**What is asked:**
**A.** In the startup panel transcript, how much money does the attendee say EnergyX has raised from retail investors, and from how many investors?
**B.** Carry the startup panel transcript forward from its final sentence.

**Source excerpt:**
________________

Anthony Rose: I'm not sure there's gonna be much. I mean, we all know that regulatory stuff moves glacially compared to everything else. So I don't think you're gonna see much. I mean, there are some rules changes. You can raise more with, reg CF from crowd and a few things.
But, you know, most of your business is about finding customers and building a product, and everything else is just noise. So, you know, if you if I get to say ten years from now, we're all in the metaverse doing this panel session in the no. Because of the Texas beef barbecue, you can't get in the metaverse. So we're all gonna be here still, and take shit in the metaverse. But, I think to me, a key existential thing for a start up for every one of us to think about is how do we grow our business using AI.
And once upon a time, it used to be a badge of honor. The more employees you had, the better you were, and that suddenly changed. And certainly, my Twitter feed is filled with, you know, people saying you can build the next unicorn on one person. I think that's all bullshit because as soon as you have a successful business, you add salespeople and you add others because you go faster by having these other people. Plus, as a solo founder, you can't do taxes in 50 states and do all this other stuff that needs to run the business.
So you're going to have a larger business, but you're gonna figure out how you can get there using AI to test it, validate its scale, need fewer support in sales team members, and so on to get a leaner business so you don't need to raise as much. But also, because your competitors are gonna be doing the same thing.
Jon Stidd: Thank you for that. Quick aside, I owe some payroll tax in Idaho and, yeah. Yeah.
It's not gonna get that done for me. Yeah. Yeah. About to wrap here shortly. This is the last panel.
Are there any questions from the crowd?
Attendee: Well, I wanted to ask one question selfishly and then I'll pass it to anyone. So think of your questions. So at EnergyX, we're obviously very bullish and have been quite successful raising capital from retail. I think we've raised close to $90,000,000 from 30,000 investors.
But ten years ago, when I was in the startup landscape, the idea of raising money, hundred dollars, 5 hundred dollars at a time, was, you know, unfathomable and also, kind of had a yucky stigma to it. Right? Retail capital has come such a far away, but it still seems like there is some type of stigma in raising capital from retail investors. Like, it's not as prestigious as a venture capital firm. And I'm curious, each one of you probably have a different perspective, but why do we think that it has such a bad retail capital and has such a bad rap, and what would need to change in order for that perception to change?

________________

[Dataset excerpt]
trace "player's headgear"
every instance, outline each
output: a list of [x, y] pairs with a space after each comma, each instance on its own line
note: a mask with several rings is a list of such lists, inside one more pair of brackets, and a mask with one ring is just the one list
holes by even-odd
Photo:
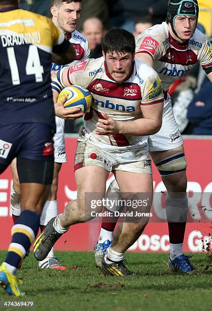
[[[197, 0], [171, 0], [168, 5], [167, 21], [170, 23], [174, 35], [179, 37], [174, 27], [174, 20], [179, 15], [189, 15], [196, 17], [195, 31], [199, 15], [199, 7]], [[193, 34], [192, 34], [193, 35]]]

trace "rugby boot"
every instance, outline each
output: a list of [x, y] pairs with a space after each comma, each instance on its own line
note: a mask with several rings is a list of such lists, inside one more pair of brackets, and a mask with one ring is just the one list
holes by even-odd
[[59, 261], [57, 257], [47, 257], [46, 259], [39, 263], [40, 269], [55, 269], [55, 270], [67, 270], [65, 266], [63, 266]]
[[96, 266], [101, 269], [101, 260], [105, 255], [106, 251], [111, 244], [110, 240], [106, 240], [103, 243], [98, 243], [94, 246], [93, 254], [94, 255]]
[[184, 273], [192, 274], [196, 272], [194, 267], [189, 260], [193, 255], [186, 255], [182, 254], [173, 260], [168, 257], [168, 265], [172, 271]]
[[120, 261], [112, 262], [108, 264], [103, 257], [101, 261], [101, 271], [104, 275], [112, 276], [137, 276], [133, 272], [130, 271], [124, 264], [126, 259]]
[[33, 252], [36, 259], [39, 261], [42, 261], [47, 257], [54, 243], [62, 235], [57, 232], [53, 226], [55, 218], [54, 217], [49, 221], [44, 230], [34, 243]]

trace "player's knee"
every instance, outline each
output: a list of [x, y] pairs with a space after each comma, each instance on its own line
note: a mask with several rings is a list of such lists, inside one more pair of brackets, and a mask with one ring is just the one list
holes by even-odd
[[187, 166], [184, 152], [172, 154], [155, 165], [161, 176], [182, 172]]
[[147, 226], [149, 222], [149, 218], [146, 217], [146, 219], [143, 219], [142, 222], [131, 223], [130, 224], [130, 231], [133, 233], [133, 235], [139, 235], [143, 232], [144, 228]]
[[18, 178], [15, 177], [13, 178], [13, 189], [17, 194], [20, 194], [21, 193], [19, 179]]

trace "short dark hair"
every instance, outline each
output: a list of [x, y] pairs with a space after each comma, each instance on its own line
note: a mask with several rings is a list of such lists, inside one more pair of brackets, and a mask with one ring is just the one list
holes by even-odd
[[135, 50], [135, 38], [132, 34], [124, 29], [112, 29], [103, 39], [102, 48], [105, 54], [109, 52], [130, 52], [133, 54]]
[[0, 4], [12, 4], [18, 6], [18, 0], [0, 0]]
[[82, 2], [82, 0], [52, 0], [52, 5], [59, 5], [64, 3], [71, 3], [72, 2]]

________________

**Written answers:**
**A.** Close to $90,000,000 from 30,000 investors.

**B.**
William Derrick: I can start. It might be just VCs gatekeeping and talking shit. I yeah. I think that it's new. It's always, like, pretty easy to criticize what's new, but it works.
And when success stories start to come out about it and people see it as, like, a very good alternative or an alternative that maybe fits their business better and they have success with it, I see a world in which they coexist and it's just two different options. One's not better. They just have trade offs.
Anthony Rose: Once upon a time, the only way to get money was to borrow it from a bank. And then equity investing started, I think, largely in New York, and that's what people would put money in.
There were funds, and there was nothing else. So VC was the starting point. So then when crowdfunding and angel investors came along, I think people saw it as a second best. You couldn't raise from a fund, so you had to go to the crowd. But you should invert the narrative.
There's nothing wrong with it. It's a new tool. So what you want is, without any embarrassment, you've got various tools you can use to grow your business. And if you are the kind of founder that can reach out to a crowd and tell a great story, you should use it. And, you know, if you've got an investor that, you know, one of the things you might hear is, well, VCs don't like crowds on your cap table.
I think that's nonsense, and I wouldn't want a VC that doesn't want that kind of thing on my cap table. So, you know, my last round, I was thinking, should I go to VC or should I do a crowd round? I've got lots and lots of founders on our platform. I can just write to them saying we're raising. And we debated it.
Eventually, it turned out that actually Index Ventures wrote a nice check, and I didn't need to. But I was flirting with it, and I, you know, in retrospect, I kind of would have liked to do that. So see it as all options, and you don't need to be embarrassed about the one you take. Whatever you're doing, you wanna put the least effort into finding the investment needed to get you to the next step.
Scott Hansen: I would agree with Will.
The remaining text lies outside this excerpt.